Page extract -
Re: Unnecessary delay in streaming replication due to replay lag

From: Michael Paquier <michael(at)paquier(dot)xyz>
To: "lchch1990(at)sina(dot)cn" <lchch1990(at)sina(dot)cn>
Cc: Asim Praveen <pasim(at)vmware(dot)com>, Masahiko Sawada <masahiko(dot)sawada(at)2ndquadrant(dot)com>, pgsql-hackers <pgsql-hackers(at)postgresql(dot)org>, "Hao Wu (Pivotal)" <hawu(at)pivotal(dot)io>, "ahsan(dot)hadi" <ahsan(dot)hadi(at)highgo(dot)ca>
Subject: Re: Unnecessary delay in streaming replication due to replay lag
Date: 2020-11-20 08:21:06
Message-ID: 20201120082106.GG8506@paquier.xyz
Views: Raw Message | Whole Thread | Download mbox | Resend email
Thread:
Lists: pgsql-hackers

On Tue, Sep 15, 2020 at 05:30:22PM +0800, lchch1990(at)sina(dot)cn wrote:
> I read the code and test the patch, it run well on my side, and I have several issues on the
> patch.

Requirements - Extend the mailing-list reply about replication delay caused by replay lag, starting right after its last quoted line.

Dataset content -
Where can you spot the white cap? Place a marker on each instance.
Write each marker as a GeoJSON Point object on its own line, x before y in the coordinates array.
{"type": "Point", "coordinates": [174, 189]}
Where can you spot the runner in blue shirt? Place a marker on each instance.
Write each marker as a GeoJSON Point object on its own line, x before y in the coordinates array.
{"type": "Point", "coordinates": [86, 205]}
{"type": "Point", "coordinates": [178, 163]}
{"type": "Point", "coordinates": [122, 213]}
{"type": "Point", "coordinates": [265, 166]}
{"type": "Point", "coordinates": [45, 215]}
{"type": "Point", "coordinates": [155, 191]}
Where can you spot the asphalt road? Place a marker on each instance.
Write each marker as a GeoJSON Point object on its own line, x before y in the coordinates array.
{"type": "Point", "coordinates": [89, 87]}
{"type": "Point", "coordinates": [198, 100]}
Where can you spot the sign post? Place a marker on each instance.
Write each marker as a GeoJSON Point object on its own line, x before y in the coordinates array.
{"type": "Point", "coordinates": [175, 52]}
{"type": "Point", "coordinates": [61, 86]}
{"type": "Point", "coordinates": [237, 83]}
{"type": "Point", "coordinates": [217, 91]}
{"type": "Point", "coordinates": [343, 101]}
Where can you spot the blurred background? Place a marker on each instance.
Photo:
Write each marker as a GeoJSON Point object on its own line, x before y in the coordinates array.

Reply to the exercise -
+ RequestXLogStreaming(ThisTimeLineID,
+ startpoint,
+ PrimaryConnInfo,
+ PrimarySlotName,
+ wal_receiver_create_temp_slot);

This patch thinks that it is fine to request streaming even if
PrimaryConnInfo is not set, but that's not fine.

Anyway, I don't quite understand what you are trying to achieve here.
"startpoint" is used to request the beginning of streaming. It is
roughly the consistency LSN + some alpha with some checks on WAL
pages (those WAL page checks are not acceptable as they make
maintenance harder). What about the case where consistency is
reached but there are many segments still ahead that need to be
replayed? Your patch would cause streaming to begin too early, and
a manual copy of segments is not a rare thing as in some environments
a bulk copy of segments can make the catchup of a standby faster than
streaming.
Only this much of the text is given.